* _Aim of the task_:
Gather every line in the entries below that contains the word "target" and copy each such line in full. Case counts.

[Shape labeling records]
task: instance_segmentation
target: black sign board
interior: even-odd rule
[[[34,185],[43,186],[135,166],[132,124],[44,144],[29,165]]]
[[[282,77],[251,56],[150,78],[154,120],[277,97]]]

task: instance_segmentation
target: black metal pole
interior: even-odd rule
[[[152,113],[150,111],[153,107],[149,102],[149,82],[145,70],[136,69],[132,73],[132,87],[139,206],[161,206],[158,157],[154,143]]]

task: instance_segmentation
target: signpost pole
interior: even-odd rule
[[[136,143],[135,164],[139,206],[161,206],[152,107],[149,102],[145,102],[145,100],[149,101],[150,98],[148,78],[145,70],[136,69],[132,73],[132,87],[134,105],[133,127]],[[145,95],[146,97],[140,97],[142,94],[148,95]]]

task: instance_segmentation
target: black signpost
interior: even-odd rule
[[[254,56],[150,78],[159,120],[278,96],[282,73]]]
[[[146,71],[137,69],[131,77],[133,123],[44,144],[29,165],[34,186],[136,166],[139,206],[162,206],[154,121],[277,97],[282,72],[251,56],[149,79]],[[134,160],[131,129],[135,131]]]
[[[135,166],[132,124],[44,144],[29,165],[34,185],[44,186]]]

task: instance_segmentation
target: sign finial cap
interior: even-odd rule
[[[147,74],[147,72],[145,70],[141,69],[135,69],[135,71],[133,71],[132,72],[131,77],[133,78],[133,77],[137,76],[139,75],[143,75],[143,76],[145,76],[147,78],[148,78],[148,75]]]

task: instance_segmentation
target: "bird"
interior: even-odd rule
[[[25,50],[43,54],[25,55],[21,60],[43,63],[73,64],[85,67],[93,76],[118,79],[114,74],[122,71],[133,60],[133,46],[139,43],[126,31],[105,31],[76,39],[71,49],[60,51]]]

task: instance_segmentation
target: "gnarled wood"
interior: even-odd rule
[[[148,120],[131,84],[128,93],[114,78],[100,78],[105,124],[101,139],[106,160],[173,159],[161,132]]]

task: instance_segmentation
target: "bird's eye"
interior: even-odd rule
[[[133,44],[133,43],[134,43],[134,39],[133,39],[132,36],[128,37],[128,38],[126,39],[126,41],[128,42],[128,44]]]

* _Reply to the task_:
target: black sign board
target: black metal pole
target: signpost pole
target: black signpost
target: sign finial cap
target: "bird"
target: "gnarled wood"
target: "bird's eye"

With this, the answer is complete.